# Document
★ ★ ★ ★ ★

# Keyboard not working properly



## Tekanne (Jan 30, 2011)

Hello guys, I'm having this problem that I've never seen before. I've done some research but I never found a similar problem. I got a _Microsoft Sidewinder X4 Keyboard_ with a USB port, which is normally working properly. The expection is when I'm having a LAN party, or even when I'm turning on my PS3 for some reason I cannot make sense of. This may not necessarly be the problem. Since it worked for a week until the 2 day LAN party, then working again for another week until another LAN party, I suspect the problem has something to do with it.

The problem itself is that the keyboard starts to turn itself off and on. Since the buttons are lightening up I can see they are blinking like 1-2 times a second. It makes half the buttons I press not respond.

★ ★ ★ ★ ★

# Aim
Copy word for word the stretch of the keyboard thread from "Hello guys, I'm" through "do with it.".

★ ★ ★ ★ ★

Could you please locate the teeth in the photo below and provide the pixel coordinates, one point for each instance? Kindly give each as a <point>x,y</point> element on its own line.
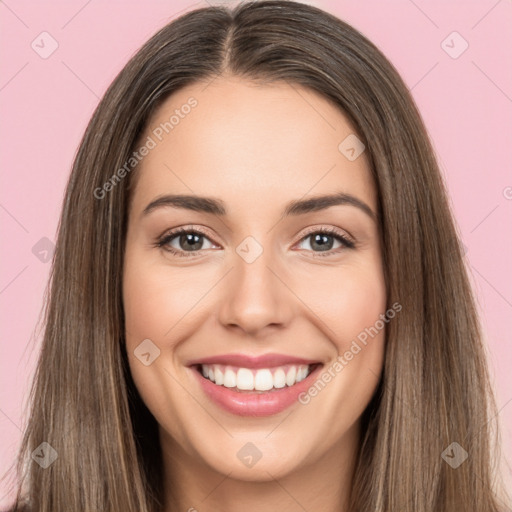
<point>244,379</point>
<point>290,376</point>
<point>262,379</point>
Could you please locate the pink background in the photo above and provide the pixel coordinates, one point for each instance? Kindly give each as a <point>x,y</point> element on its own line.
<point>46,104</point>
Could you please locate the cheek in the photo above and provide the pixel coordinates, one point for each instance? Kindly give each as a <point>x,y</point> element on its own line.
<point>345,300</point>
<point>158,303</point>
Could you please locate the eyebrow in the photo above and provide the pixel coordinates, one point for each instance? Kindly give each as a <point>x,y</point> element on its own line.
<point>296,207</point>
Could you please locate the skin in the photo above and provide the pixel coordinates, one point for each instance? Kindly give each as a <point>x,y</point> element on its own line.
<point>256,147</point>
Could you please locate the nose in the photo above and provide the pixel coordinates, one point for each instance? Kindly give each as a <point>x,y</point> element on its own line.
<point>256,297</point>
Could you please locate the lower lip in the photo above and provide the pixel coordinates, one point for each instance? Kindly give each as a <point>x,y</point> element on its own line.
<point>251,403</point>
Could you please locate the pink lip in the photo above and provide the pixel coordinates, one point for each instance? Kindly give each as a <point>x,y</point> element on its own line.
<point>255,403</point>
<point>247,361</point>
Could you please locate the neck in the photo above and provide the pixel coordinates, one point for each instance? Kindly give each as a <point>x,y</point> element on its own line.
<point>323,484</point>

★ ★ ★ ★ ★

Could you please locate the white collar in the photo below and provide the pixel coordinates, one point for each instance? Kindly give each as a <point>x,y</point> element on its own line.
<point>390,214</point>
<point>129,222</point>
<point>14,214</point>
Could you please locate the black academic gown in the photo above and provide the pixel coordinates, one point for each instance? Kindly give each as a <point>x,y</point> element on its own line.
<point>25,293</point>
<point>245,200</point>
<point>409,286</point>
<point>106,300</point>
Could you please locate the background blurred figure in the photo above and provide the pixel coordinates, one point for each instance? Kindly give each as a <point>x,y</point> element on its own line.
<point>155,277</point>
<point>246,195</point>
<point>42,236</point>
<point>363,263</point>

★ ★ ★ ★ ★

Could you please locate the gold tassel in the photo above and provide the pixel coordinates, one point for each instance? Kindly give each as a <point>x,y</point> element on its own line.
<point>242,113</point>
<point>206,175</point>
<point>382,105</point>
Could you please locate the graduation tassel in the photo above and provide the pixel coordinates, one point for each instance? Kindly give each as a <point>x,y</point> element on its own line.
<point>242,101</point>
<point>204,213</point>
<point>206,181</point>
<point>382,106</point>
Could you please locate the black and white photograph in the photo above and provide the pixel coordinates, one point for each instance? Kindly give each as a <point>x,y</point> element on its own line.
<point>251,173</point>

★ ★ ★ ★ ★

# Reply to the task
Hello guys, I'm having this problem that I've never seen before. I've done some research but I never found a similar problem. I got a _Microsoft Sidewinder X4 Keyboard_ with a USB port, which is normally working properly. The expection is when I'm having a LAN party, or even when I'm turning on my PS3 for some reason I cannot make sense of. This may not necessarly be the problem. Since it worked for a week until the 2 day LAN party, then working again for another week until another LAN party, I suspect the problem has something to do with it.